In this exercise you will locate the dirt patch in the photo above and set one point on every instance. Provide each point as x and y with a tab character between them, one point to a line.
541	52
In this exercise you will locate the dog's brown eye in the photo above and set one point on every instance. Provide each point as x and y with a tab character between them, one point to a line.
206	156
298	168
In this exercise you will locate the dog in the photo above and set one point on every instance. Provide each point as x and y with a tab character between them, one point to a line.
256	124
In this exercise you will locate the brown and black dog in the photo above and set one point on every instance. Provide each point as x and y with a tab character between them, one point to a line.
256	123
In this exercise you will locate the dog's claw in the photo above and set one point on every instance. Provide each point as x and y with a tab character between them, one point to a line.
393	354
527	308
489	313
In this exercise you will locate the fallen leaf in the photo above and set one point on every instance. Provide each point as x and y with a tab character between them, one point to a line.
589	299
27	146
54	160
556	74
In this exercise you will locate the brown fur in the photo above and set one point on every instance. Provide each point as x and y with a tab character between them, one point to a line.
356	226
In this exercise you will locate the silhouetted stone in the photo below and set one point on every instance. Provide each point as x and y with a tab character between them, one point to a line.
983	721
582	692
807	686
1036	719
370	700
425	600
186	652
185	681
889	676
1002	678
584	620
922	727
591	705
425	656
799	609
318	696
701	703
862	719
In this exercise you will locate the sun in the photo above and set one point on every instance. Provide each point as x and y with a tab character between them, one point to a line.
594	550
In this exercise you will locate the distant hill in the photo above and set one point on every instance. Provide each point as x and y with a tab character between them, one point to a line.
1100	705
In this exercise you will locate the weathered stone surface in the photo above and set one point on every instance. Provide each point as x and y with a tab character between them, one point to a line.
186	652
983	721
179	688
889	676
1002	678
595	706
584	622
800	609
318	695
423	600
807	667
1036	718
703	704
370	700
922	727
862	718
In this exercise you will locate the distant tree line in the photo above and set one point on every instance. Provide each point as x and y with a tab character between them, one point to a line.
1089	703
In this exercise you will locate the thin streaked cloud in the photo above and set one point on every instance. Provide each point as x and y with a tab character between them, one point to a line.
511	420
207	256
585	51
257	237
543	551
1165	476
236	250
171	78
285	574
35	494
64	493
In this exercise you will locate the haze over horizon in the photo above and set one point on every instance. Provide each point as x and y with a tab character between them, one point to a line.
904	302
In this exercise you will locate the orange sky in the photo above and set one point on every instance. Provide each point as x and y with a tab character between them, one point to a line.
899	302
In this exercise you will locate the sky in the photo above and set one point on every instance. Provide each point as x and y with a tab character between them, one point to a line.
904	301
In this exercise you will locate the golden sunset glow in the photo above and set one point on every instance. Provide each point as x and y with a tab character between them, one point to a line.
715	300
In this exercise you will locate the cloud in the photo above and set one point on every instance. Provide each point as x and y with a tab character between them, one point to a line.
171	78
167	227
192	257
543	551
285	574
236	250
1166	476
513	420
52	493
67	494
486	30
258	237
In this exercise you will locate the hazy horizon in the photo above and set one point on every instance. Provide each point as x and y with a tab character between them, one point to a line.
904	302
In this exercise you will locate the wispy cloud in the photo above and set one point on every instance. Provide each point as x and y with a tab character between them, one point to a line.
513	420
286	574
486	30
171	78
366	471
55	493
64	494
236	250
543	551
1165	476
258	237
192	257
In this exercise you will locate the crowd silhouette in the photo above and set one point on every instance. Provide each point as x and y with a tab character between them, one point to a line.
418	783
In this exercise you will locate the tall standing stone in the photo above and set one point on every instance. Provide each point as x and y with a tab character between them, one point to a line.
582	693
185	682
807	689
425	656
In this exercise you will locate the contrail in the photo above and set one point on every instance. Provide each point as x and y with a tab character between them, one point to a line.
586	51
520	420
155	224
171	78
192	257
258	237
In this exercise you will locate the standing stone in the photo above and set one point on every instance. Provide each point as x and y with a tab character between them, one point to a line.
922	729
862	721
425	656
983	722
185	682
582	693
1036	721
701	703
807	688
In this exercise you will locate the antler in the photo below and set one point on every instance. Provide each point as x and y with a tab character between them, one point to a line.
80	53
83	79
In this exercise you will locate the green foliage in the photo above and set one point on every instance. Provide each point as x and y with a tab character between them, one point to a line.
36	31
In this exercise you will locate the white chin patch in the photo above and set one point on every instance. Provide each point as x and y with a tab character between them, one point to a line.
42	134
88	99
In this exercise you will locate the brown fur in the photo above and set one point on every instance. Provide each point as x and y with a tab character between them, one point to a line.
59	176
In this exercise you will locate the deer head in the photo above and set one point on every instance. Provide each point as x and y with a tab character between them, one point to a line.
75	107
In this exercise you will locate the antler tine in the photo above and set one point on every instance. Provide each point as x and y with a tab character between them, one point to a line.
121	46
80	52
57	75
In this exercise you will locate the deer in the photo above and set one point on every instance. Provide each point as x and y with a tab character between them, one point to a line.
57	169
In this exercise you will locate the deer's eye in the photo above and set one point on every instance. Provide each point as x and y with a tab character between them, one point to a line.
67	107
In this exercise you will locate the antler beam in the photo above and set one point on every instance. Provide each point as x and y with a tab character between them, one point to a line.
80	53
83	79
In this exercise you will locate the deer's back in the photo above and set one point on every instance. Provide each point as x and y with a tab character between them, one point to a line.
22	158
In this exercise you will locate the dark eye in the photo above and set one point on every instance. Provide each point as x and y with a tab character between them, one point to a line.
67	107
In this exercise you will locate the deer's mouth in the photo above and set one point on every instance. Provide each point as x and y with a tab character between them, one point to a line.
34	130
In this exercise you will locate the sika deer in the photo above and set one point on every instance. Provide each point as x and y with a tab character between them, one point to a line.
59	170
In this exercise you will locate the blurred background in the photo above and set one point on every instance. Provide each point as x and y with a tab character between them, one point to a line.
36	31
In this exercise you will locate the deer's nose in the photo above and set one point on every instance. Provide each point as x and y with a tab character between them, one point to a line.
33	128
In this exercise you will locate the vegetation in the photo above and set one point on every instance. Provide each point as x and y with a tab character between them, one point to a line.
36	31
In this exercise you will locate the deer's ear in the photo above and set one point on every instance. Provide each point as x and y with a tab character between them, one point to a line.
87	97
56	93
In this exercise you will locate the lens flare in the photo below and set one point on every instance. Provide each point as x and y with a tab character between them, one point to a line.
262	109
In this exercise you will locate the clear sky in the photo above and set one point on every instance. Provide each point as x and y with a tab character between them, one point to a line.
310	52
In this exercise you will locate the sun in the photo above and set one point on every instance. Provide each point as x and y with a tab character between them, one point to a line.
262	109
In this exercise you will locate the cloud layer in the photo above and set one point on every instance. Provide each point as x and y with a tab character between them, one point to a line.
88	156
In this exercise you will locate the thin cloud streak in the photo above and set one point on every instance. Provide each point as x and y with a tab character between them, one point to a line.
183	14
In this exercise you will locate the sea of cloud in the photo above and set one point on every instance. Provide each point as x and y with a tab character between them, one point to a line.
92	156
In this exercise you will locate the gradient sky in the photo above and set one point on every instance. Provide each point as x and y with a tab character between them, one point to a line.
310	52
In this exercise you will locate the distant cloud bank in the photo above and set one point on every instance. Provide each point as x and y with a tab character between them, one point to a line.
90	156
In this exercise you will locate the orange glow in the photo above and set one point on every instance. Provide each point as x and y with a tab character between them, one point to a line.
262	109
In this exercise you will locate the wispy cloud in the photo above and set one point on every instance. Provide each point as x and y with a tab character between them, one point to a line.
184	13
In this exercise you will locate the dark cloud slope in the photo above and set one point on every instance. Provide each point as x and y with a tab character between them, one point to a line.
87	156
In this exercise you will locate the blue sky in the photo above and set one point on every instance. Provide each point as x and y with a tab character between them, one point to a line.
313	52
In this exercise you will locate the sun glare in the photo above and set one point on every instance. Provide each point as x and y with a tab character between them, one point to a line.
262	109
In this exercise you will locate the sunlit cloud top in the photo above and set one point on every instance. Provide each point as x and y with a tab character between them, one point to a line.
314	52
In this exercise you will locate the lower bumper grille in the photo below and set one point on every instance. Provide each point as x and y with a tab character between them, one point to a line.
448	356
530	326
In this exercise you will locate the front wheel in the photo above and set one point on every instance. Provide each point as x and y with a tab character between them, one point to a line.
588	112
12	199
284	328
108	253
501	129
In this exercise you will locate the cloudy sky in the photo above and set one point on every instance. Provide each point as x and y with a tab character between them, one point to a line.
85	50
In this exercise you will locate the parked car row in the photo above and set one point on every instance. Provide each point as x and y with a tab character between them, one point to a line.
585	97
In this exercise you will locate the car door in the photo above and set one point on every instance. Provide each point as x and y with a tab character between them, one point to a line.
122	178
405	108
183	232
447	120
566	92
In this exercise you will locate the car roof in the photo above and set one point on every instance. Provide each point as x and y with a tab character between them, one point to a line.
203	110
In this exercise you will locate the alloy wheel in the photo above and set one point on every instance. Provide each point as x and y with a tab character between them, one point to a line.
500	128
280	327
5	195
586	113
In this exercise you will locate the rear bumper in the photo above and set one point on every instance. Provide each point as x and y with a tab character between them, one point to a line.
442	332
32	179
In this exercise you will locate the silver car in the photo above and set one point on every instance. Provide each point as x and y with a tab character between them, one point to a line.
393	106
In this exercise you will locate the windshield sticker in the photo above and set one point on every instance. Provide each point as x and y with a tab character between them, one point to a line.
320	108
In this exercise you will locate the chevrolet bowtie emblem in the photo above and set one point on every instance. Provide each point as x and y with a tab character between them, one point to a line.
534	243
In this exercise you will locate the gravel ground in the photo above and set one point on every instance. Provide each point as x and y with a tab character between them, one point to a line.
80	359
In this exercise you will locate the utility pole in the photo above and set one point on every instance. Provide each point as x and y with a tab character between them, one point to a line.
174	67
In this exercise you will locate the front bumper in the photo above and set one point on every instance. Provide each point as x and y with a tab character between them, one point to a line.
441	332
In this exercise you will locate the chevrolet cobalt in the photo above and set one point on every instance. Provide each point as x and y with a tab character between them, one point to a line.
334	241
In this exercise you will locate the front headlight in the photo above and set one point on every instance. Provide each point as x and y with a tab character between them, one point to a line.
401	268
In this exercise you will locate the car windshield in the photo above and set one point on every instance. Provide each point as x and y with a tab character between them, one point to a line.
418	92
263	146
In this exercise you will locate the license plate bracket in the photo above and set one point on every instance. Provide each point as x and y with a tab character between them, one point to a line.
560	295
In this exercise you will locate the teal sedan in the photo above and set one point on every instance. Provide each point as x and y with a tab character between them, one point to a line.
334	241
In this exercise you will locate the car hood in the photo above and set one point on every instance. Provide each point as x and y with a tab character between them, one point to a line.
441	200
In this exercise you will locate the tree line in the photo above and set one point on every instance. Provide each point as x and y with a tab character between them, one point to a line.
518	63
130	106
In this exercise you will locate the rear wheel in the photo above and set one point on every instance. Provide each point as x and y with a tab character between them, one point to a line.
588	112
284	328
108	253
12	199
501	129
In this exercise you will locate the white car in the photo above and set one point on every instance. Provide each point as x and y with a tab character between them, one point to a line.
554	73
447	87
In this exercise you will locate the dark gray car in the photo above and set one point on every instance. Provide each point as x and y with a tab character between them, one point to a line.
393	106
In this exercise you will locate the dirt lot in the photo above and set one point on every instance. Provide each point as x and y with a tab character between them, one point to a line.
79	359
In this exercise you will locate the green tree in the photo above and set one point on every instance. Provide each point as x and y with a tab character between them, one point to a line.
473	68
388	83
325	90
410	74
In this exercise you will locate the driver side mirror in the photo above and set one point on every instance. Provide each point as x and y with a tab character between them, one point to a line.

═══

## YOUR GOAL
Reproduce the records above exactly, starting with the line that contains "In this exercise you will locate the white car" and ending with the last line.

## RESPONSE TO THIS EXERCISE
In this exercise you will locate the white car in the photo above and set one point on every instance. Provide each point as x and y with a tab character between them, one point to a line.
554	73
447	87
In this exercise you will locate the dark gray car in the photo above and set one point on every instance. Provide each point as x and y with a tab character between them, one point to a line.
393	106
In this exercise you will locate the dirt lot in the photo above and set one point on every instance. Provide each point as x and y with a tab character between them, one point to a line.
79	359
In this exercise you will locate the green tree in the photo above and set one point on every instance. Provide each point as x and y with a tab character between them, one point to a line.
473	68
388	83
325	90
410	74
In this exercise you will locate the driver side mirror in the photo above and set one point on every instance. Provide each point as x and y with a tab character between them, one point to a line.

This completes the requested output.